Exercise
Reproduce the stretch of records from the line containing "Dear assistant, the user would like the metal" through the line containing "[310,31,398,81]", both ends included, without changing any character.

Input records
● ● ●
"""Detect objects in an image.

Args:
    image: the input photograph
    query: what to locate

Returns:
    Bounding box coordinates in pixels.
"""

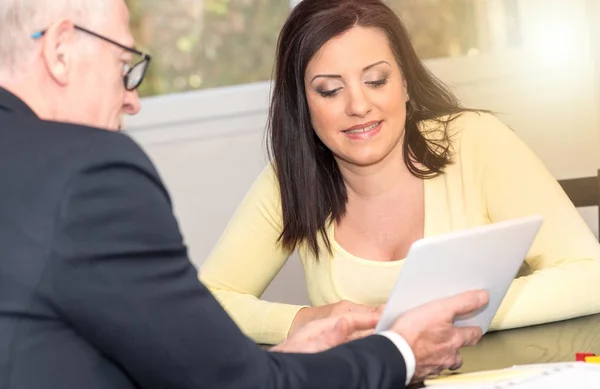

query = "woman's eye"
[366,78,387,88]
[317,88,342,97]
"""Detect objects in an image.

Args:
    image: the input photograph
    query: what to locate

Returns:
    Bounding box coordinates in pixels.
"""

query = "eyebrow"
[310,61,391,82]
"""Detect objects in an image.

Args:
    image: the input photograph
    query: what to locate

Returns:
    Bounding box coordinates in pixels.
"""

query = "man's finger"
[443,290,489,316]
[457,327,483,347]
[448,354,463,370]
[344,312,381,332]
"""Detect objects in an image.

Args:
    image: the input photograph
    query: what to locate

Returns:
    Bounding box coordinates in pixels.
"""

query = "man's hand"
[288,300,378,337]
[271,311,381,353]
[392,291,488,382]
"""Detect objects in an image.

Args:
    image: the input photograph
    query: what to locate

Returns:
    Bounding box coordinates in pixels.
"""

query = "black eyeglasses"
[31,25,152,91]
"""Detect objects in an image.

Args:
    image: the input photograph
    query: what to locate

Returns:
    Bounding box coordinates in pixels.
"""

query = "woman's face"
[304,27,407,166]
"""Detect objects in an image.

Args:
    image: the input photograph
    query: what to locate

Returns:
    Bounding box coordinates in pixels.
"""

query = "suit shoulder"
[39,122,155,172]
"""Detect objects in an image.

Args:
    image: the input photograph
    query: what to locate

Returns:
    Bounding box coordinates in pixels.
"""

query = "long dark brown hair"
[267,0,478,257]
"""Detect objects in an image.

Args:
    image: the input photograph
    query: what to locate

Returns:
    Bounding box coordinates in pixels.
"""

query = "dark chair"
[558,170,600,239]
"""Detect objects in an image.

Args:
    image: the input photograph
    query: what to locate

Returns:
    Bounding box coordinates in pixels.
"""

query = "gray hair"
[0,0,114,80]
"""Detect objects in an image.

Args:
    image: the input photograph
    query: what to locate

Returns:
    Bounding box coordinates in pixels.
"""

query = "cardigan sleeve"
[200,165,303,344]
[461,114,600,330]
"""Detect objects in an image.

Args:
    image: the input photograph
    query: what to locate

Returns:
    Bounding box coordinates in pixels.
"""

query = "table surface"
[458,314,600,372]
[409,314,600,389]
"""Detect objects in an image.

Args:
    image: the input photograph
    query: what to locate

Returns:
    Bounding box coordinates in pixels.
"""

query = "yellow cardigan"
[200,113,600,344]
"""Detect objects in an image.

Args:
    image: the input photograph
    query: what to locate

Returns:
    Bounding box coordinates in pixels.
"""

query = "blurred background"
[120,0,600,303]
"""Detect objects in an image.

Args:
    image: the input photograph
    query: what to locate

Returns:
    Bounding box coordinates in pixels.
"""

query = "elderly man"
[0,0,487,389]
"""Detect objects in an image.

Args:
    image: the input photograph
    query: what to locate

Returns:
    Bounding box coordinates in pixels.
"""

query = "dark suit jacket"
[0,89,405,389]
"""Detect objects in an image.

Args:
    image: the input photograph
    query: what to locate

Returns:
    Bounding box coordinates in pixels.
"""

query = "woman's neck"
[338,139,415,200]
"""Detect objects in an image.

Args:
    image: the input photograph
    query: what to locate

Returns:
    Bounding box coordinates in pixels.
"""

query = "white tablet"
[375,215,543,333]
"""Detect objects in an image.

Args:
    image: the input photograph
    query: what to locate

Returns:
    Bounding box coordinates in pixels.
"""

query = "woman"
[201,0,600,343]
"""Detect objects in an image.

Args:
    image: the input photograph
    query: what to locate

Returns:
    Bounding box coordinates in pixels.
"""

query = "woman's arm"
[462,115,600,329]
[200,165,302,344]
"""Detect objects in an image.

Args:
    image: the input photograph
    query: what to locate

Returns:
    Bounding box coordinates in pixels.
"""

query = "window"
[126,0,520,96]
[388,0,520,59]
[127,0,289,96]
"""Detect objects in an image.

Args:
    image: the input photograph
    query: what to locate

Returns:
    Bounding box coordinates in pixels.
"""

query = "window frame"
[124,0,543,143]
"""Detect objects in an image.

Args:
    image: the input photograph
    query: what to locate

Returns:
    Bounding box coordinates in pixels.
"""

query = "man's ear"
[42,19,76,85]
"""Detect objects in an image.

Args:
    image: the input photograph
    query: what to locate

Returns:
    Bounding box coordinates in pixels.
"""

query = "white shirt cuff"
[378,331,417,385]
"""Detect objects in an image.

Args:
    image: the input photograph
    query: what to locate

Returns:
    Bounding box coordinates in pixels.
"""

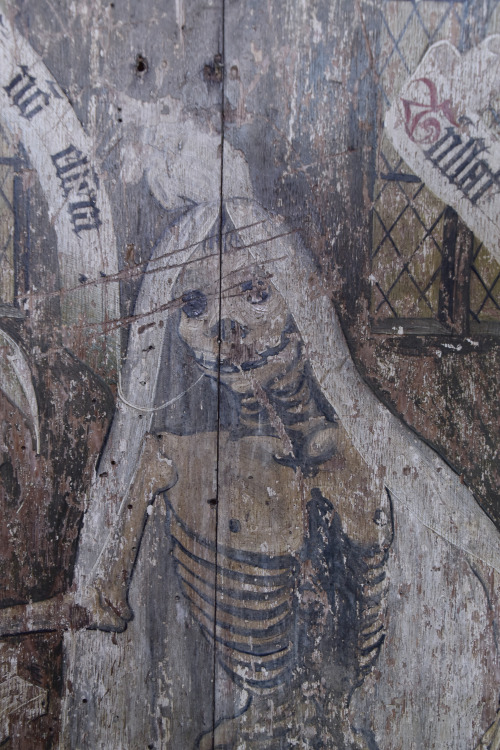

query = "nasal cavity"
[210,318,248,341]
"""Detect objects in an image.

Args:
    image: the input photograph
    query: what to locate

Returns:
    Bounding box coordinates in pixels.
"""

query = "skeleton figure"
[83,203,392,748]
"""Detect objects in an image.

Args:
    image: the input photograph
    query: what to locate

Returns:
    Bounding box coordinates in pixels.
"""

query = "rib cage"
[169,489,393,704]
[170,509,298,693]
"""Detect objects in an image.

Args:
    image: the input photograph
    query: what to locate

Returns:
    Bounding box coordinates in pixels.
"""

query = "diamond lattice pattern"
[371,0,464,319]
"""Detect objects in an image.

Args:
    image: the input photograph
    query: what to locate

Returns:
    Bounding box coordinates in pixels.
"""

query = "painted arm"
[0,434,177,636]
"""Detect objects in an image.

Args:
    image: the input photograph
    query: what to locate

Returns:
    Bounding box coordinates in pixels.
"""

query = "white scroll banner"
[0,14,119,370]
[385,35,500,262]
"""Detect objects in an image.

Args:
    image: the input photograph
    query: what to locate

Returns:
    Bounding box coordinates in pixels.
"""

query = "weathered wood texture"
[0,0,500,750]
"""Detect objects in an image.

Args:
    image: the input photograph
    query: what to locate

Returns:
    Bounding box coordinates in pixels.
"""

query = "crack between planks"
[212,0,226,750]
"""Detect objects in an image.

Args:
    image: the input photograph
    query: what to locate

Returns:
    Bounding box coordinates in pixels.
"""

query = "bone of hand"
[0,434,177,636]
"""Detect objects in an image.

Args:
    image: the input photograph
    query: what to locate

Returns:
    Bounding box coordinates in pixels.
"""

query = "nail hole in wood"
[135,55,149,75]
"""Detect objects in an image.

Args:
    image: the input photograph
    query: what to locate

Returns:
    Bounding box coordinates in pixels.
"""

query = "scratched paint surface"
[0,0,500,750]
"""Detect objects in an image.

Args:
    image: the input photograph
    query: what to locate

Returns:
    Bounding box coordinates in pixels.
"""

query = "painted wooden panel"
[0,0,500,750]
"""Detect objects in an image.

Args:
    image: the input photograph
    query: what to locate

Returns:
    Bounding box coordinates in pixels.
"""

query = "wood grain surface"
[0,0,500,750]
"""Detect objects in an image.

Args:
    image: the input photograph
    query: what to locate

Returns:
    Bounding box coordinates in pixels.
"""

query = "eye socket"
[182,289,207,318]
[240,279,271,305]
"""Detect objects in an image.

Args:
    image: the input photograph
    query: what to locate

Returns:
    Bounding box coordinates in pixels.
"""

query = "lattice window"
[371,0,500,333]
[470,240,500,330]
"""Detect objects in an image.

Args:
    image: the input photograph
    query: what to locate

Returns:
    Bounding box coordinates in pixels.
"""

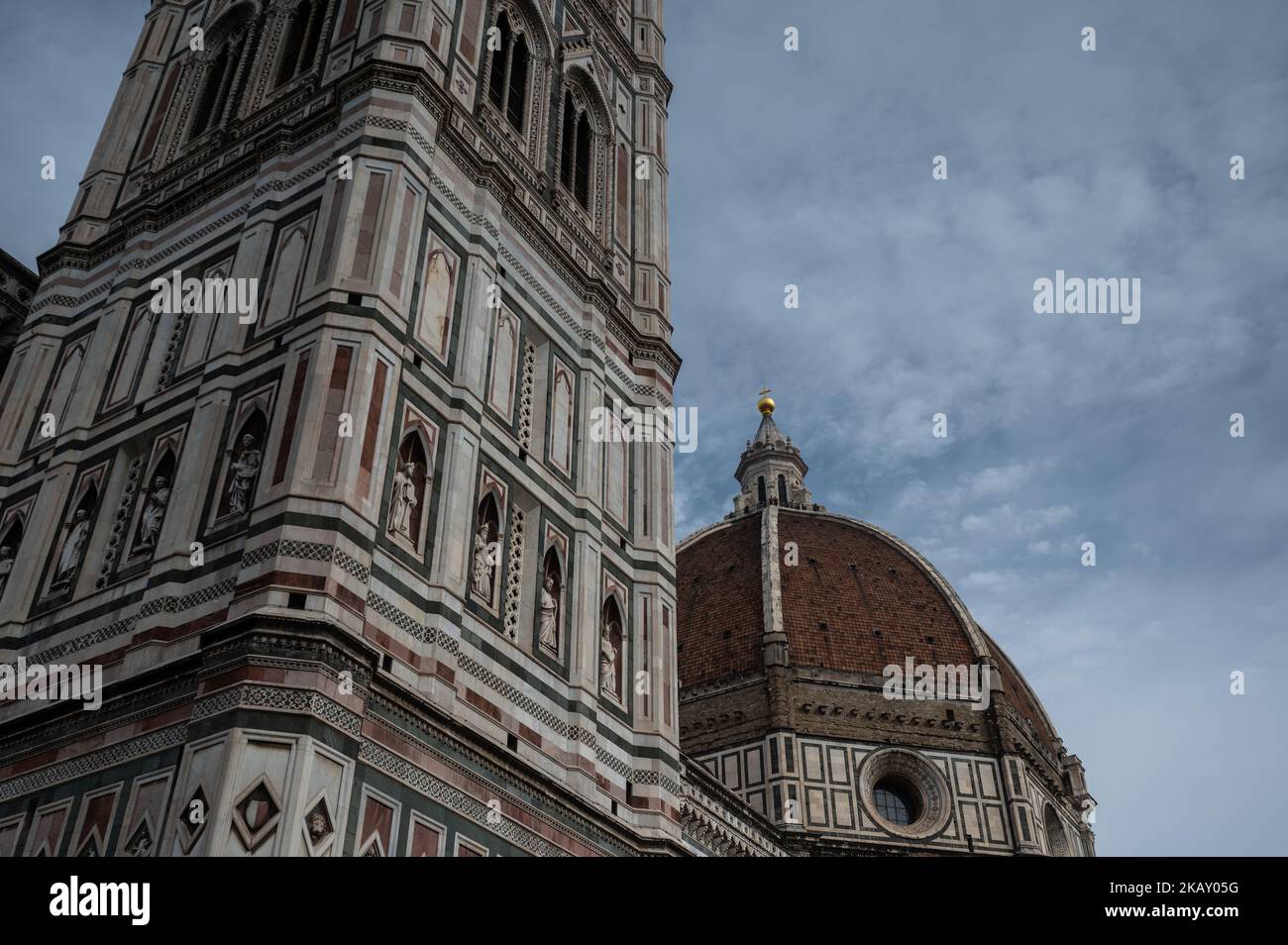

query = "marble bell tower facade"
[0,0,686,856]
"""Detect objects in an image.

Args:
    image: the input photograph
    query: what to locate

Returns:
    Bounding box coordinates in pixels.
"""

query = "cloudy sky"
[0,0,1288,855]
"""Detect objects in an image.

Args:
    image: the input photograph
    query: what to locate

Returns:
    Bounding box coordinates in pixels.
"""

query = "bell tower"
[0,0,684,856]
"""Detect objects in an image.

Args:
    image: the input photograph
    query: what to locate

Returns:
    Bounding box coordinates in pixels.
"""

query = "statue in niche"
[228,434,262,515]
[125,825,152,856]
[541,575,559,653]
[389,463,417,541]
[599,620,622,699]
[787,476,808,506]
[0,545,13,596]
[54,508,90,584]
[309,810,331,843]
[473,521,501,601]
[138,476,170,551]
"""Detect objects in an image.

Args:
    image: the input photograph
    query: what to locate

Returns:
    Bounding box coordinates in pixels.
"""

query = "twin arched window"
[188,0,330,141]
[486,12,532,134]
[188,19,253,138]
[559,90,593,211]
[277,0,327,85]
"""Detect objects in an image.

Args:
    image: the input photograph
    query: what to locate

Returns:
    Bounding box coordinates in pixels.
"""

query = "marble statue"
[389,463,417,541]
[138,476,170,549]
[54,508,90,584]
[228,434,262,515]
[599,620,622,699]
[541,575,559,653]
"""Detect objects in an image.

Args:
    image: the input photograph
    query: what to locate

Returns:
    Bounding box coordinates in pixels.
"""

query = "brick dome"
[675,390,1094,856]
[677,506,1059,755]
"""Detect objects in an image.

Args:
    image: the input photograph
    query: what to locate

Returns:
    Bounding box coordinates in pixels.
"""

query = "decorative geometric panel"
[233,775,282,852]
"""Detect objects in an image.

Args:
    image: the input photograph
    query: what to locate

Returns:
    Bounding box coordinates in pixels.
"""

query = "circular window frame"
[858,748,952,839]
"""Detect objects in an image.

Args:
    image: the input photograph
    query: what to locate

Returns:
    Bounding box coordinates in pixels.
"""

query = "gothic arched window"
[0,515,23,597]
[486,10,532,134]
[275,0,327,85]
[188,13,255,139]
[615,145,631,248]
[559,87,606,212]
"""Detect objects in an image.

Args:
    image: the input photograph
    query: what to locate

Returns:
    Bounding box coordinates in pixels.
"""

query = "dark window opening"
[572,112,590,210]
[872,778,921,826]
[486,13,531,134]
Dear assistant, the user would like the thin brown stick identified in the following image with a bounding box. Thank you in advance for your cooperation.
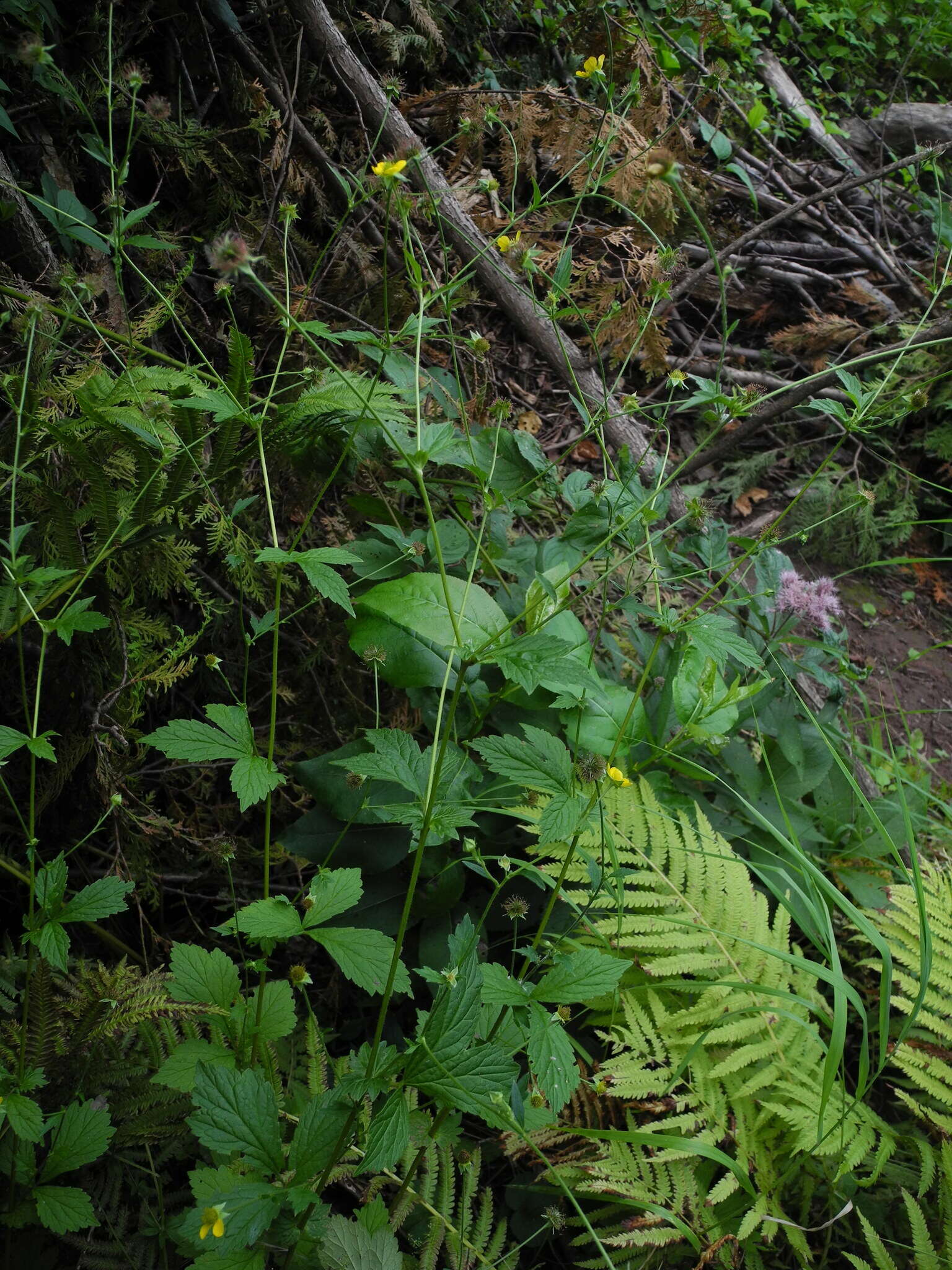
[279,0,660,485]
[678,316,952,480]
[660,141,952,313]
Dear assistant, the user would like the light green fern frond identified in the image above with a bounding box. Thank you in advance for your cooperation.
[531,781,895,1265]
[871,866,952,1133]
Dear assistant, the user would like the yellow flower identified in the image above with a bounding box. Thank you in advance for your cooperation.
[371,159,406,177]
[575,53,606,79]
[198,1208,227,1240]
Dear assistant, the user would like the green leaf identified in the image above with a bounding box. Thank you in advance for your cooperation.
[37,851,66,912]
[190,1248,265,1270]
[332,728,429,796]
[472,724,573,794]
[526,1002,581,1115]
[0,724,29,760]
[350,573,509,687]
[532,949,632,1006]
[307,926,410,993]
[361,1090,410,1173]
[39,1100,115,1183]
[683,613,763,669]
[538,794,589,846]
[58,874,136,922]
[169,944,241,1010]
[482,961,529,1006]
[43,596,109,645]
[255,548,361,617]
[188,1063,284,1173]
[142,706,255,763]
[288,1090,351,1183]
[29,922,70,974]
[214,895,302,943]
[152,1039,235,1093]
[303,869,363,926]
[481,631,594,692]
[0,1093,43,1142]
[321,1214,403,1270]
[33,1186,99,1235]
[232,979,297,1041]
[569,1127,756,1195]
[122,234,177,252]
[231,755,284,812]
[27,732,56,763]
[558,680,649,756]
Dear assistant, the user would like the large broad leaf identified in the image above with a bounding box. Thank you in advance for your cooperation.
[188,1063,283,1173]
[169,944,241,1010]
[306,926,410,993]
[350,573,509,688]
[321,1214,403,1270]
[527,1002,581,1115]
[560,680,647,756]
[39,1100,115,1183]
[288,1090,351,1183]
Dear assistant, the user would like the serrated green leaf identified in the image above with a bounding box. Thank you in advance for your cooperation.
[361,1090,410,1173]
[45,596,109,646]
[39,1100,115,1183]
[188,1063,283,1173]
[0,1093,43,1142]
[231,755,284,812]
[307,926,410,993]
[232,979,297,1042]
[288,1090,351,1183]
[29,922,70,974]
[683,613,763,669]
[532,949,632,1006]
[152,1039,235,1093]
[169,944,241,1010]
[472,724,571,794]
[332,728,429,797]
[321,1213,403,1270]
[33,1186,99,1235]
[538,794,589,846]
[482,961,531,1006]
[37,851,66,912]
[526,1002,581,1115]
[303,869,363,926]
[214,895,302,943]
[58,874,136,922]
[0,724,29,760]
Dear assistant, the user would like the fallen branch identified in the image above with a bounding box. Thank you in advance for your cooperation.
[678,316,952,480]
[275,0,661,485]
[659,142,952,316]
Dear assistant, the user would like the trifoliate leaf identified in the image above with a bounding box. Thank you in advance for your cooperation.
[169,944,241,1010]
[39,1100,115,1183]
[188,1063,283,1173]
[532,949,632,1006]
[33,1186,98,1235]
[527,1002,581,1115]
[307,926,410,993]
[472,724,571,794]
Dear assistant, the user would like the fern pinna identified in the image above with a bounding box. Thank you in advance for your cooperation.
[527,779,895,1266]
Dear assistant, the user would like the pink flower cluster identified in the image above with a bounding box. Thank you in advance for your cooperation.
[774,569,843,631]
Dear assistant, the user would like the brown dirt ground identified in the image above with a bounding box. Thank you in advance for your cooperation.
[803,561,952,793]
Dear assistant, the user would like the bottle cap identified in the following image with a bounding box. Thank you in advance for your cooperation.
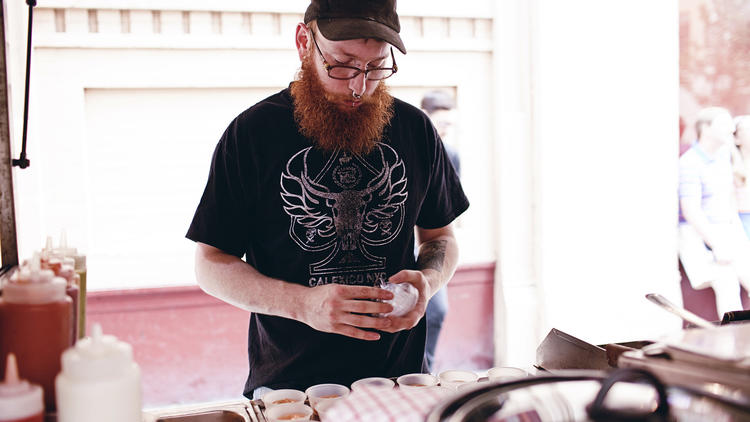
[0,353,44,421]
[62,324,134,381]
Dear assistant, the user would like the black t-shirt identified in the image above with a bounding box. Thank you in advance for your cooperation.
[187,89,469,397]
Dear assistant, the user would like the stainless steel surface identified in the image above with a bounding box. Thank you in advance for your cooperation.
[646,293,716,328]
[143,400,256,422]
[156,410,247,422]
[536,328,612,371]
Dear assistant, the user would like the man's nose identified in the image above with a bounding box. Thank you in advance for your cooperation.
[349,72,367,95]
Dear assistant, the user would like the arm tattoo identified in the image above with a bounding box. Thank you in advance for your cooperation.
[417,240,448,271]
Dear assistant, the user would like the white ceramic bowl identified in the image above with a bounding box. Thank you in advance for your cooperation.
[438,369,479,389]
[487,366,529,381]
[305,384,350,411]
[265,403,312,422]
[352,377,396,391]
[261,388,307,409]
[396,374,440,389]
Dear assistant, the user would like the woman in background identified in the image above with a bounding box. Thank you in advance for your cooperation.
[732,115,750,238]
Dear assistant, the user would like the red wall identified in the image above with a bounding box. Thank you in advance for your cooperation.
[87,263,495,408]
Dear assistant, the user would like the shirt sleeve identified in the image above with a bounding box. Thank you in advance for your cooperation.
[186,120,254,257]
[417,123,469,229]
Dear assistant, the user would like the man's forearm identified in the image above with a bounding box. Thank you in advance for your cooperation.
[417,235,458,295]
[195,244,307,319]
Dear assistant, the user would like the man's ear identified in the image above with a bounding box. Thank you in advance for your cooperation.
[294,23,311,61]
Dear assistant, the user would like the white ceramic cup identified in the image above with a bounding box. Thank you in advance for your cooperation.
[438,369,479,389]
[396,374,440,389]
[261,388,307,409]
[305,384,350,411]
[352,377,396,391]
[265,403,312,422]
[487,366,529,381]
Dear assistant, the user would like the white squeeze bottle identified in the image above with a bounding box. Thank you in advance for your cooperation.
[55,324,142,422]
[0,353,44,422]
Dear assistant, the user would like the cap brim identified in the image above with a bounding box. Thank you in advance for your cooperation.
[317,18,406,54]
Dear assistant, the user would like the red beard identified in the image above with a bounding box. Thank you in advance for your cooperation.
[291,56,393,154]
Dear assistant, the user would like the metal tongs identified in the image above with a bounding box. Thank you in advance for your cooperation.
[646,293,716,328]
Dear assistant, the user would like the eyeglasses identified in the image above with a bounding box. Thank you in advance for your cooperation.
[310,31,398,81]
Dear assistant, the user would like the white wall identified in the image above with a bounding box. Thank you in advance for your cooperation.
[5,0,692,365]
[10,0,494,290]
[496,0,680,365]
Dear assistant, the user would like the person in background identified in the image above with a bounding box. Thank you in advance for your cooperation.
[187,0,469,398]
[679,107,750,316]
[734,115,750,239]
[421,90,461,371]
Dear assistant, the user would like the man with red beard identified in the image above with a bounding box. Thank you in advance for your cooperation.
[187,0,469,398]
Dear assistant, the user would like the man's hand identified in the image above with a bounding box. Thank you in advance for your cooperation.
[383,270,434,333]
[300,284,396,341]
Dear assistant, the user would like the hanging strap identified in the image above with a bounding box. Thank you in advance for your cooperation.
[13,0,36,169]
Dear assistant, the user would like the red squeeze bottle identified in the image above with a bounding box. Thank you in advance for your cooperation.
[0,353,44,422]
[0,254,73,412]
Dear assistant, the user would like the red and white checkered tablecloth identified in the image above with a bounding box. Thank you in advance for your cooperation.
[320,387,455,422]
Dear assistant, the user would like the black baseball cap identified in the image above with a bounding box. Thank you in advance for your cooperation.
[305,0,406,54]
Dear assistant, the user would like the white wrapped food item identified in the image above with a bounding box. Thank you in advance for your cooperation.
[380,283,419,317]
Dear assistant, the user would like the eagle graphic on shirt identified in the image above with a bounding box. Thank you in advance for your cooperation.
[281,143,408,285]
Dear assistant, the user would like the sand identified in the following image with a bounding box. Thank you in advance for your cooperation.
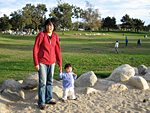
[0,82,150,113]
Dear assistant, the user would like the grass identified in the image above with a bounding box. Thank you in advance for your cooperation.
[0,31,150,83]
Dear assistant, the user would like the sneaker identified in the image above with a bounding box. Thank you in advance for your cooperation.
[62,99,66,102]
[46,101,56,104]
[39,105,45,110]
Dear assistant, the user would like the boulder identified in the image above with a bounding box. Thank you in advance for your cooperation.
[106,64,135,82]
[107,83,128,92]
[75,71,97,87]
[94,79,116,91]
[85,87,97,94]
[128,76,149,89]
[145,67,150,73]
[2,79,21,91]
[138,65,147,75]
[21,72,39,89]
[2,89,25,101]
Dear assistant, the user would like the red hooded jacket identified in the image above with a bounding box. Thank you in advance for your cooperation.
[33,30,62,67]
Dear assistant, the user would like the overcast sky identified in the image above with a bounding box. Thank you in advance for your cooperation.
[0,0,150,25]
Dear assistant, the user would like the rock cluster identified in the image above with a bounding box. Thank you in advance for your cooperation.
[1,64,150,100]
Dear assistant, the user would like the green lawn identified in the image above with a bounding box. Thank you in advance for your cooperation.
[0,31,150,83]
● ● ●
Exercise result
Dear assistant, the user would like the metal tongs identified in the image above with a bounding box. Thank you in advance for your cooperation.
[646,293,716,328]
Dear assistant, the user would like the eyeglasses identified in the image above with a bounding box. Thank you in advance for your cooperation.
[310,31,398,81]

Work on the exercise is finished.